# Task to carry out:
In the records below, swap "tag each instance" for "mark each instance" everywhere it occurs, and copy everything else without change.

>>>

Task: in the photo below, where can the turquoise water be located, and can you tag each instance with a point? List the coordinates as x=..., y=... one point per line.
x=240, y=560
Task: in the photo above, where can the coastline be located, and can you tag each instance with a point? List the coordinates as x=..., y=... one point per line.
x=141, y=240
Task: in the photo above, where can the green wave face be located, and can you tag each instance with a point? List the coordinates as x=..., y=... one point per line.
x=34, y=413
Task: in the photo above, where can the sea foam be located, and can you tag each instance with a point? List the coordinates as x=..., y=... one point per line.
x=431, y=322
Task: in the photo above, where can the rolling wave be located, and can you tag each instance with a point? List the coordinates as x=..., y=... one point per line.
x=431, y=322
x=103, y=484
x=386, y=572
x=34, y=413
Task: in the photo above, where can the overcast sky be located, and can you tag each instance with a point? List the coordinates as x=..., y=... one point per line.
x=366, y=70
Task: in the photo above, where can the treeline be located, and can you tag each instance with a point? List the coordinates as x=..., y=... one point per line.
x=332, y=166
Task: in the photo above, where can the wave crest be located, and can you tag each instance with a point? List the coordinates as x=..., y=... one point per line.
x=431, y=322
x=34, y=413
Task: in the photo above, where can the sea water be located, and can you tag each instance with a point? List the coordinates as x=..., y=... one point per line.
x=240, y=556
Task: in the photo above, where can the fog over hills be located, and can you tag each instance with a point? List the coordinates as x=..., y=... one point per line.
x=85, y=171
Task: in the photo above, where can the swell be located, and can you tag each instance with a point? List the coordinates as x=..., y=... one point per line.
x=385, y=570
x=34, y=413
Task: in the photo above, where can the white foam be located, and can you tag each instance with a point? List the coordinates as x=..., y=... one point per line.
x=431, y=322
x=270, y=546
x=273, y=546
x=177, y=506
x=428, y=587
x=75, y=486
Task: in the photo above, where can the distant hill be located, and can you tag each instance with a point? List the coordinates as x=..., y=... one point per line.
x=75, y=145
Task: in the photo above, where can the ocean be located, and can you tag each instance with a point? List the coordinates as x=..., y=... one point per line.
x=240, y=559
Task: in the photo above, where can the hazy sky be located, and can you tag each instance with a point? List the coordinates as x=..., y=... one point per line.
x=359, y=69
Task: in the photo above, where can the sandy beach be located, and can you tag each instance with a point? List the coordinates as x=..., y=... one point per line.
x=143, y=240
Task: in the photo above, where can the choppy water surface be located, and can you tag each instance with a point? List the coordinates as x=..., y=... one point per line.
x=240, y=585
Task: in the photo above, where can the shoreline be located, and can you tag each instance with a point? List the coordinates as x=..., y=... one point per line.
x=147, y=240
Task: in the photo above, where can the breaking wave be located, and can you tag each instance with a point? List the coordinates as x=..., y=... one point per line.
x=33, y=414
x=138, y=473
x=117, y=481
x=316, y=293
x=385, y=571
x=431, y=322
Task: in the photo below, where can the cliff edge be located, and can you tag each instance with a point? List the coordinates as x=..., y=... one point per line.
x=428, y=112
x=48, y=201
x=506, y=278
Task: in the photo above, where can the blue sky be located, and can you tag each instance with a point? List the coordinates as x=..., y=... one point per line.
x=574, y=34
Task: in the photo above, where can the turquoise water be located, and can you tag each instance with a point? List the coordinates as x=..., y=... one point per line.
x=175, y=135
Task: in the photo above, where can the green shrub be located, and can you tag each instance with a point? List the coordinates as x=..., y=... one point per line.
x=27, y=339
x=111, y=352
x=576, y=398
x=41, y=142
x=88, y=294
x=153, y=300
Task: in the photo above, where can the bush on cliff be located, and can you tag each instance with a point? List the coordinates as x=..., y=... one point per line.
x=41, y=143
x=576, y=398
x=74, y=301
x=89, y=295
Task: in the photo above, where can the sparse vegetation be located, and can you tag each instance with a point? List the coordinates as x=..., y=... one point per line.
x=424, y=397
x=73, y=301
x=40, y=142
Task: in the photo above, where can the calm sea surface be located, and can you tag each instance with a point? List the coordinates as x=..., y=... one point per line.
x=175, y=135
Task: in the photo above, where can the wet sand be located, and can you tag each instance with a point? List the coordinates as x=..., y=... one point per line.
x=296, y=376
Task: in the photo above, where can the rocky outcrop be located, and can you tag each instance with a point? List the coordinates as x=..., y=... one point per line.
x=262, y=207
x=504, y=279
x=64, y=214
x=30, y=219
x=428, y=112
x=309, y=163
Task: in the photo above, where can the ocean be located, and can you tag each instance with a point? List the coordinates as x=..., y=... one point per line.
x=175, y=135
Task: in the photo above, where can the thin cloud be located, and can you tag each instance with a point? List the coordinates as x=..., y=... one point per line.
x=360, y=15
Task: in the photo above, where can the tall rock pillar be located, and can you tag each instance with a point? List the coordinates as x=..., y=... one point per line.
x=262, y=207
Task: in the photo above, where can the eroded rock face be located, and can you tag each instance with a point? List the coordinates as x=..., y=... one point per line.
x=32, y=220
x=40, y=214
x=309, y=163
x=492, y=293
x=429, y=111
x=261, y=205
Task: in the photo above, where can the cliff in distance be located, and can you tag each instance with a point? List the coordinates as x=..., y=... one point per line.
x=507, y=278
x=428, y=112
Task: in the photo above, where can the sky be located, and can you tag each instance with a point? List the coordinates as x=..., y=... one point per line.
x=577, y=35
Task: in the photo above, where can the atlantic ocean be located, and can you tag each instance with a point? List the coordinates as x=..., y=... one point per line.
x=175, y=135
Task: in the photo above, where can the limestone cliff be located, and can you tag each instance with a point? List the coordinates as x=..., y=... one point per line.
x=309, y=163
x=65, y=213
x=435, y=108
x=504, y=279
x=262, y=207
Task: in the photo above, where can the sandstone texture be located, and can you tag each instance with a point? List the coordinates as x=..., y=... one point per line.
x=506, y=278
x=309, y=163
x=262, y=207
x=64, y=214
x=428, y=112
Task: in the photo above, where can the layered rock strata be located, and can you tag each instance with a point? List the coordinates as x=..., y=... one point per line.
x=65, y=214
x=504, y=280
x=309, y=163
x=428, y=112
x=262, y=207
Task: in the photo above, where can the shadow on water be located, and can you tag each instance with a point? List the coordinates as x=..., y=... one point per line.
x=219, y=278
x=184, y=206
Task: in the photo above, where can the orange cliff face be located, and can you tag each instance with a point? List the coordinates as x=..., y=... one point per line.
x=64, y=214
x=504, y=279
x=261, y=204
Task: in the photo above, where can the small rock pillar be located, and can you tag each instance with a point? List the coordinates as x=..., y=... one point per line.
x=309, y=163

<<<

# Complete response:
Task: in the photo below, where can the turquoise water be located, and can you mark each instance with a point? List the coordinates as x=..., y=... one point per line.
x=240, y=560
Task: in the photo above, where can the coastline be located, and can you mark each instance with a point? List the coordinates as x=..., y=... one point per line.
x=141, y=240
Task: in the photo above, where can the green wave face be located, and can you mark each instance with a point? List the coordinates as x=..., y=... one point per line.
x=34, y=413
Task: in the photo above, where can the sea foam be located, and can you mark each instance with a point? List the coordinates as x=..., y=... one point per line.
x=431, y=322
Task: in the photo above, where can the rolling wave be located, and can you mark each instance with a point? List the coordinates as x=..., y=... one point per line.
x=431, y=322
x=103, y=484
x=386, y=572
x=34, y=413
Task: in the photo above, where can the overcast sky be located, and can you mark each instance with a point? List the coordinates as x=..., y=... one point per line.
x=366, y=70
Task: in the photo above, where can the treeline be located, and can you mark each instance with a point? List the coordinates as x=..., y=... one point per line.
x=332, y=166
Task: in the photo above, where can the wave crest be located, and can you mark each instance with a point? List the coordinates as x=..., y=... one point per line.
x=431, y=322
x=34, y=413
Task: in the photo above, where can the sea water be located, and can you mark each instance with a point? List the coordinates as x=..., y=... one point per line.
x=240, y=556
Task: in the photo above, where can the fog over hills be located, and can you mark each instance with a point? List the coordinates as x=..., y=... one point per line.
x=85, y=171
Task: in the photo above, where can the swell be located, and can you mark each instance with a point? List the coordinates as x=..., y=... one point per line.
x=385, y=570
x=34, y=413
Task: in the photo above, where can the white foam be located, and can you mark each instance with a point? List the coordinates as x=..., y=... one point per line.
x=431, y=322
x=270, y=546
x=273, y=546
x=177, y=506
x=428, y=587
x=75, y=486
Task: in the photo above, where can the distant hill be located, and can you mark each instance with a point? List the coordinates as x=..., y=... one point per line.
x=75, y=145
Task: in the photo above, where can the ocean be located, and can you mark each instance with a point? List the coordinates as x=..., y=... one point per line.
x=240, y=559
Task: in the photo above, where can the hazy sky be located, and can you mark each instance with a point? List the coordinates as x=..., y=... one point per line.
x=359, y=69
Task: in the photo above, where can the sandy beach be located, and can you mark each instance with a point? List the coordinates as x=..., y=... one point per line.
x=143, y=240
Task: in the photo above, where can the choppy water surface be located, and can you mark each instance with a point? List the coordinates as x=..., y=... one point per line.
x=240, y=585
Task: in the photo above, where can the shoreline be located, and can you mark each instance with a point? List the coordinates as x=..., y=... one point per line.
x=147, y=240
Task: in the photo above, where can the breaking wave be located, and can you mark each instance with a point? List the coordinates as x=..., y=... one point per line.
x=33, y=414
x=138, y=473
x=117, y=481
x=316, y=293
x=385, y=571
x=431, y=322
Task: in the photo below, where can the cliff edge be located, and can you mark each instance with a point? List the coordinates as x=..., y=... one point per line.
x=428, y=112
x=48, y=201
x=506, y=278
Task: in the photo above, where can the blue sky be located, and can you mark each instance with a point? List the coordinates as x=..., y=... one point per line.
x=574, y=34
Task: in the photo above, where can the turquoise water be located, and can you mark each instance with a point? List the coordinates as x=..., y=... one point per line.
x=175, y=135
Task: in the photo above, where can the green shrub be located, and can you mark each instance with a point? List the coordinates as x=..., y=... one point per line.
x=27, y=339
x=111, y=352
x=576, y=398
x=41, y=142
x=88, y=294
x=153, y=300
Task: in the photo above, where can the bush on cliff be located, and can you mark each instance with a point? List the coordinates as x=..., y=... one point per line.
x=41, y=143
x=576, y=398
x=74, y=301
x=89, y=295
Task: in the photo above, where can the sparse vegetation be located, and can you mark each instance with a point? List the coordinates as x=..., y=... one point per line.
x=424, y=397
x=73, y=301
x=40, y=142
Task: in the photo above, where can the calm sea surface be located, and can you mark each instance with a point? List the coordinates as x=..., y=... one point per line.
x=175, y=135
Task: in the photo above, where can the wet sand be located, and can you mark each instance with a point? List the coordinates as x=..., y=... one point per line.
x=296, y=376
Task: in the photo above, where can the rocky outcrop be located, and can you mark each instance with a point? List the coordinates as x=..., y=... one point per line.
x=262, y=207
x=504, y=279
x=64, y=214
x=30, y=219
x=428, y=112
x=309, y=163
Task: in the photo above, where can the ocean be located, and can you mark each instance with a point? List the coordinates as x=..., y=... one point per line.
x=175, y=135
Task: in the photo above, where can the thin cloud be located, and can you mark each instance with a point? List the coordinates as x=..., y=... one point per line.
x=360, y=15
Task: in the photo above, where can the tall rock pillar be located, and can you mark each instance with a point? List the coordinates as x=..., y=... one point per line.
x=262, y=207
Task: in the photo above, where can the eroded rock face be located, and can you mark each instance with a point? List the coordinates as x=..., y=... one point per line.
x=32, y=220
x=40, y=214
x=309, y=163
x=492, y=293
x=429, y=111
x=261, y=205
Task: in the photo above, where can the cliff in distance be located, and can you mark each instance with a point? List the coordinates as x=..., y=... one point per line.
x=507, y=278
x=428, y=112
Task: in the photo above, where can the sky be located, and can you mark each instance with a point? List the coordinates as x=..., y=... one point per line.
x=577, y=35
Task: in the photo above, where can the atlantic ocean be located, and can you mark each instance with a point? List the coordinates as x=..., y=... one point per line.
x=175, y=135
Task: in the photo above, where can the limestone cliff be located, and can you mark each instance with a point? List the coordinates as x=..., y=... one point per line.
x=309, y=163
x=65, y=213
x=435, y=108
x=504, y=279
x=262, y=207
Task: in the photo above, where can the sandstone texture be located, and can you mark each instance with a point? List the coordinates as x=..., y=... one point per line.
x=506, y=278
x=309, y=163
x=262, y=207
x=64, y=214
x=428, y=112
Task: in the photo above, where can the layered rock strata be located, and can you mark each instance with a point? List the coordinates as x=..., y=... one point per line.
x=65, y=214
x=504, y=280
x=309, y=163
x=428, y=112
x=262, y=207
Task: in the photo above, where can the shadow on water be located, and can you mark each instance with a point? List the coordinates as x=..., y=... one point per line.
x=219, y=278
x=184, y=206
Task: in the photo above, where can the orange cliff face be located, and can you mark each instance with a point? List the coordinates as x=..., y=... one point per line.
x=64, y=214
x=504, y=279
x=261, y=204
Task: in the photo above, where can the small rock pillar be located, and can you mark each instance with a point? List the coordinates as x=..., y=... one point per line.
x=309, y=163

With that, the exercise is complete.